TASK DESCRIPTION: Reproduce word for word the portion of the long-read PAF and GAF support guide below, starting at "longread_read_order_summary Read-space order" and ending at "stale reviewed plan.".

PAGE EXTRACT:
= = =

Long-Read PAF And GAF Support

Use this guide when review tables include longread_* or gaf_* fields and you need to understand what those counts can decide.

The main question is:

Are reads supporting a breakpoint, a contig-end bridge, or a graph traversal, and is that support advisory or sequence-changing?

The Core Idea

ChromoSort uses long-read evidence in two different coordinate systems:

Both evidence streams are most useful in review tables and manual dashboards. They can make a candidate more believable, point to an alternate graph path, or warn that evidence is weak or tied. They do not generally change sequence by themselves. In chromo gapfill, unique non-conflicting GAF support can help choose among candidate graph paths before the chosen path still has to pass sequence validation.

Long-Read-To-Assembly PAF

Create a read-to-assembly PAF with long reads as queries and assembly contigs as targets:

minimap2 -x map-hifi -c -t 16 --secondary=no assembly.fa reads.fastq.gz \
  > reads/sample.reads_to_assembly.paf

ChromoSort indexes those alignments by read and contig, filters by MAPQ and identity settings, and summarizes support around candidate events.

Breakpoint Support

chromo eval fix --read-paf can add:

Field Meaning
longread_breakpoint_position Candidate cut coordinate on the source contig.
longread_spanning_reads Reads with alignment anchors on both sides of the candidate breakpoint.
longread_split_reads Reads represented by split alignments around the breakpoint.
longread_left_edge_reads Reads ending or clipping near the left side of the event.
longread_right_edge_reads Reads ending or clipping near the right side of the event.
longread_nearby_reads Reads near the review window.

Spanning reads can support continuity through a candidate breakpoint. Split and edge reads can support a break, but they can also reflect repeats, clipping, or alignment artifacts. Use them with the dot plot and graph context.

Contig-End Bridge Support

chromo eval scaffold --read-paf and chromo eval gapfill --read-paf can add:

Field Meaning
longread_bridge_reads Reads that anchor near both contig ends in the junction.
longread_orientation_summary Orientation pattern counts for the bridging alignments.
longread_read_order_summary Read-space order counts, such as left-before-right.
longread_median_read_gap_bp Median read-space gap estimate when bridge reads support one.

Bridge support is assembly-coordinate evidence. It can support adjacency, but it does not insert graph sequence or override a stale reviewed plan.

Read-To-Graph GAF

Create GAF with a graph aligner:

GraphAligner \
  -g assembly_graph.gfa \
  -f reads.fastq.gz \
  -a graph_alignments/sample.reads_to_graph.gaf

GAF path strings encode oriented graph traversal, such as:

>left>bridge_good>right
<right<bridge_good<left

ChromoSort parses those paths, filters by --min-gaf-mapq, and counts reads that contain selected or alternate oriented graph paths.

= = =

DATASET EXCERPT:
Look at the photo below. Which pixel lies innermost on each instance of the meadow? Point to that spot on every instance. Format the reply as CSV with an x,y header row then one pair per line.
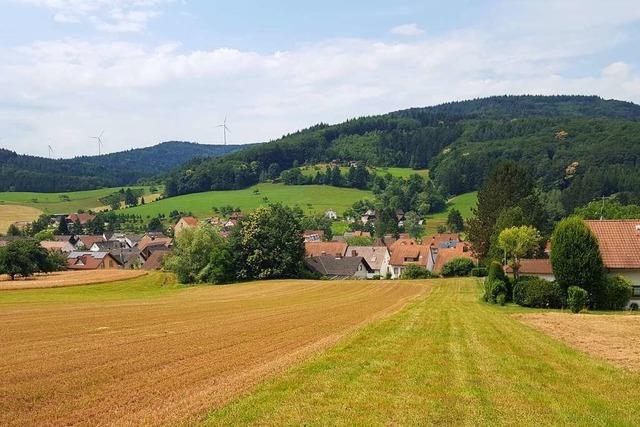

= = =

RIGHT ANSWER:
longread_read_order_summary Read-space order counts, such as left-before-right.
longread_median_read_gap_bp Median read-space gap estimate when bridge reads support one.

Bridge support is assembly-coordinate evidence. It can support adjacency, but it does not insert graph sequence or override a stale reviewed plan.